Task description - Pick out every line in the data below that holds "doormat".

BEGIN Source data

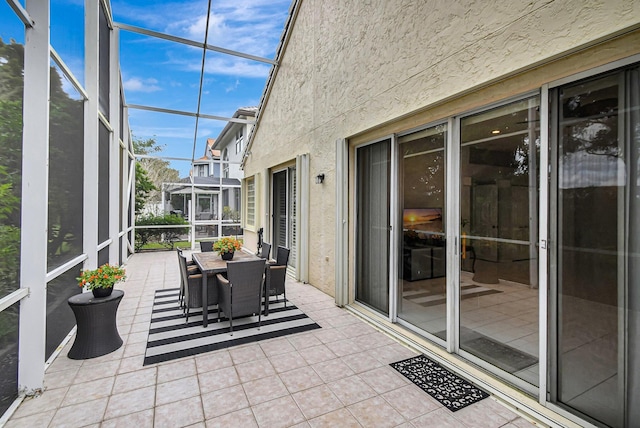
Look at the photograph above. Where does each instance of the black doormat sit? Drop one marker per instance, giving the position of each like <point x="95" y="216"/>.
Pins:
<point x="447" y="388"/>
<point x="170" y="337"/>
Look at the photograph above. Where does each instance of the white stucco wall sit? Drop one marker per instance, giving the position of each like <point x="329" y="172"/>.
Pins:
<point x="352" y="66"/>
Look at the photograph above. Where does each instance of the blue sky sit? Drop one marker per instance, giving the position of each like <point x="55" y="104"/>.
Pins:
<point x="166" y="74"/>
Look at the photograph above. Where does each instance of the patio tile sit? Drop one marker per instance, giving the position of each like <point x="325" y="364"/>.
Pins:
<point x="255" y="370"/>
<point x="338" y="418"/>
<point x="218" y="379"/>
<point x="351" y="390"/>
<point x="411" y="401"/>
<point x="247" y="353"/>
<point x="85" y="413"/>
<point x="213" y="361"/>
<point x="224" y="401"/>
<point x="332" y="370"/>
<point x="376" y="412"/>
<point x="178" y="389"/>
<point x="187" y="412"/>
<point x="278" y="413"/>
<point x="241" y="418"/>
<point x="36" y="420"/>
<point x="317" y="354"/>
<point x="176" y="370"/>
<point x="265" y="389"/>
<point x="317" y="401"/>
<point x="276" y="347"/>
<point x="130" y="402"/>
<point x="289" y="361"/>
<point x="88" y="391"/>
<point x="383" y="379"/>
<point x="142" y="419"/>
<point x="299" y="379"/>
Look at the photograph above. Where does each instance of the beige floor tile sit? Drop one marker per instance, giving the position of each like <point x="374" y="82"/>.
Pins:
<point x="244" y="354"/>
<point x="218" y="379"/>
<point x="88" y="391"/>
<point x="179" y="413"/>
<point x="130" y="402"/>
<point x="338" y="418"/>
<point x="276" y="347"/>
<point x="278" y="413"/>
<point x="441" y="418"/>
<point x="376" y="412"/>
<point x="300" y="379"/>
<point x="351" y="390"/>
<point x="317" y="401"/>
<point x="176" y="390"/>
<point x="316" y="354"/>
<point x="384" y="379"/>
<point x="255" y="369"/>
<point x="79" y="415"/>
<point x="213" y="361"/>
<point x="265" y="389"/>
<point x="142" y="419"/>
<point x="242" y="418"/>
<point x="411" y="401"/>
<point x="176" y="370"/>
<point x="288" y="361"/>
<point x="36" y="420"/>
<point x="224" y="401"/>
<point x="134" y="380"/>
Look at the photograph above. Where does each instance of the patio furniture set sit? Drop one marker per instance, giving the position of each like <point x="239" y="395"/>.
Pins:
<point x="237" y="287"/>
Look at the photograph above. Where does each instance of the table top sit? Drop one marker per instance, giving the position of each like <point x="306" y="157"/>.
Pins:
<point x="211" y="262"/>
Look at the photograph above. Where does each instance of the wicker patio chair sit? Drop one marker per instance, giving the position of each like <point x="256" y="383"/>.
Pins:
<point x="206" y="246"/>
<point x="266" y="249"/>
<point x="193" y="289"/>
<point x="241" y="292"/>
<point x="275" y="282"/>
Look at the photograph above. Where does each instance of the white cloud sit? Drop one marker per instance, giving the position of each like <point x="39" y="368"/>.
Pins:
<point x="136" y="84"/>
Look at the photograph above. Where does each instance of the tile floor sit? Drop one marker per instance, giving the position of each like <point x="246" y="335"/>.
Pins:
<point x="337" y="376"/>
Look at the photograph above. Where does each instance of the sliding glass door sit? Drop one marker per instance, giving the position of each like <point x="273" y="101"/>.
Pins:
<point x="596" y="363"/>
<point x="373" y="224"/>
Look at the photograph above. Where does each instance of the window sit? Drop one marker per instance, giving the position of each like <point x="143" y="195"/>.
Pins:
<point x="251" y="201"/>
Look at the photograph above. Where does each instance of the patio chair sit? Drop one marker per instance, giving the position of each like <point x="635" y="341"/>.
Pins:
<point x="282" y="256"/>
<point x="206" y="246"/>
<point x="192" y="268"/>
<point x="266" y="249"/>
<point x="275" y="282"/>
<point x="193" y="289"/>
<point x="241" y="292"/>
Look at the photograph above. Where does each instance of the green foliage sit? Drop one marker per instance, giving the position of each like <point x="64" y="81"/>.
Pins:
<point x="164" y="236"/>
<point x="144" y="187"/>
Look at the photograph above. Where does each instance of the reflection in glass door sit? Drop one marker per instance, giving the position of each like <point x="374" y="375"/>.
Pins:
<point x="597" y="360"/>
<point x="373" y="175"/>
<point x="422" y="284"/>
<point x="498" y="222"/>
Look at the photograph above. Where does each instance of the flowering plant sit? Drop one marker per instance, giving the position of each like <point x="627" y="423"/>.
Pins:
<point x="226" y="245"/>
<point x="103" y="277"/>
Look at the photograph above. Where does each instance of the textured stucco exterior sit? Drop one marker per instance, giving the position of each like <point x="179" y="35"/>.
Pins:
<point x="360" y="70"/>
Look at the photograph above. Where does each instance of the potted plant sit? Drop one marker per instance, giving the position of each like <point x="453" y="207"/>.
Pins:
<point x="226" y="247"/>
<point x="101" y="280"/>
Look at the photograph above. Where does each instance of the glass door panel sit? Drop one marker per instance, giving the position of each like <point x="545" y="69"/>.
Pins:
<point x="373" y="175"/>
<point x="422" y="283"/>
<point x="498" y="263"/>
<point x="598" y="230"/>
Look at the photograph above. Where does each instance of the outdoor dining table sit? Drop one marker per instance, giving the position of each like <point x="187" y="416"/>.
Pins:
<point x="212" y="263"/>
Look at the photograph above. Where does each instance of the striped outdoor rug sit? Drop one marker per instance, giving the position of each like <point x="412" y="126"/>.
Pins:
<point x="170" y="337"/>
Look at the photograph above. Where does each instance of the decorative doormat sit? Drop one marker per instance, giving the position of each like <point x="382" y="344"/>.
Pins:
<point x="447" y="388"/>
<point x="170" y="337"/>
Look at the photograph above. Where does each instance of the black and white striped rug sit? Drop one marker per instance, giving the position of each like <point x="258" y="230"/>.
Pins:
<point x="170" y="337"/>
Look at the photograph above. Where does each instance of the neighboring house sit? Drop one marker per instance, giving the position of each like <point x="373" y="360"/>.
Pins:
<point x="465" y="175"/>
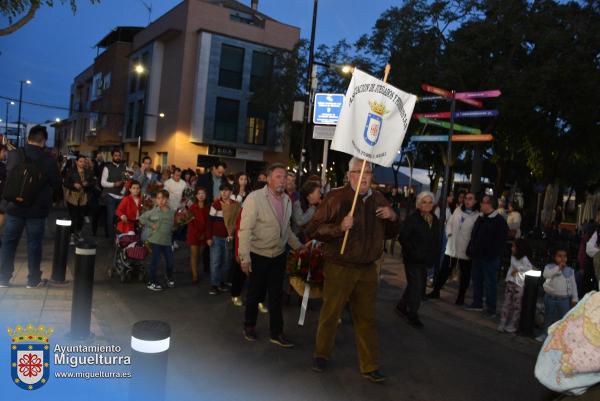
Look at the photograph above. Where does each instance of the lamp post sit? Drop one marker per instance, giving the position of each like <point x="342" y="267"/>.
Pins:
<point x="28" y="82"/>
<point x="11" y="103"/>
<point x="139" y="70"/>
<point x="311" y="56"/>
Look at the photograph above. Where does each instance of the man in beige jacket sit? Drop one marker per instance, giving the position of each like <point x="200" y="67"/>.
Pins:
<point x="264" y="232"/>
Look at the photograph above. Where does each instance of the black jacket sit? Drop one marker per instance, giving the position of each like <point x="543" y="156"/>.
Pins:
<point x="488" y="238"/>
<point x="50" y="182"/>
<point x="421" y="244"/>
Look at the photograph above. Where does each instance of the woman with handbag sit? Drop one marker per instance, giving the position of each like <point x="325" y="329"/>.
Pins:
<point x="221" y="230"/>
<point x="197" y="231"/>
<point x="78" y="183"/>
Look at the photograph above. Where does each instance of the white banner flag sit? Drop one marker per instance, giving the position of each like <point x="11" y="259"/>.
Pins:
<point x="373" y="120"/>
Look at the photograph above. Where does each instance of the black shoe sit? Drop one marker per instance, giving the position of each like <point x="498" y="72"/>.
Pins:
<point x="39" y="284"/>
<point x="281" y="341"/>
<point x="375" y="376"/>
<point x="401" y="310"/>
<point x="319" y="364"/>
<point x="250" y="334"/>
<point x="474" y="307"/>
<point x="416" y="322"/>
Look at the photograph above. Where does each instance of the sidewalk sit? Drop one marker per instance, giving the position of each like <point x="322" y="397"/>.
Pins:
<point x="458" y="356"/>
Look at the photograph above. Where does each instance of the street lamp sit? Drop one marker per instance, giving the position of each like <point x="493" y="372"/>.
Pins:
<point x="11" y="103"/>
<point x="28" y="82"/>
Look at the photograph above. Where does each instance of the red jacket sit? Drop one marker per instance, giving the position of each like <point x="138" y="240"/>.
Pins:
<point x="128" y="208"/>
<point x="198" y="228"/>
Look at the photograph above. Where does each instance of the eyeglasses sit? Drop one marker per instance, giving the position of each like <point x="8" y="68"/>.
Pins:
<point x="358" y="172"/>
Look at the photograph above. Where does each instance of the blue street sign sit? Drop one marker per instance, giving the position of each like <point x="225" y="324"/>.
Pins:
<point x="476" y="113"/>
<point x="328" y="107"/>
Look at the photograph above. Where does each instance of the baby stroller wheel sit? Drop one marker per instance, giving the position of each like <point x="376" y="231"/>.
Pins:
<point x="124" y="275"/>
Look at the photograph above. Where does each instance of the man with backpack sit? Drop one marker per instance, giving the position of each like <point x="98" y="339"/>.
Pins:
<point x="32" y="177"/>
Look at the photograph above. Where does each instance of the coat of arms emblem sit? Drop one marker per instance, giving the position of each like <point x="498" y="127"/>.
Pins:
<point x="374" y="122"/>
<point x="30" y="356"/>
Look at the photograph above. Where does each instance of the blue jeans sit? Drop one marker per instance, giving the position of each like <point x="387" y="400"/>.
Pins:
<point x="13" y="229"/>
<point x="556" y="309"/>
<point x="158" y="250"/>
<point x="484" y="276"/>
<point x="111" y="208"/>
<point x="220" y="261"/>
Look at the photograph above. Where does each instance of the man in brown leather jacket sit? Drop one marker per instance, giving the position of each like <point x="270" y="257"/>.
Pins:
<point x="352" y="277"/>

END Source data

Expected output -
Look at the photograph above. Where does each instance of the black doormat sit? Drop one marker per instance, giving the position of each like <point x="95" y="216"/>.
Look at the photograph above. Where does each instance of the decorative doormat sit? Drop one marker per instance, giving the position of each like <point x="382" y="344"/>.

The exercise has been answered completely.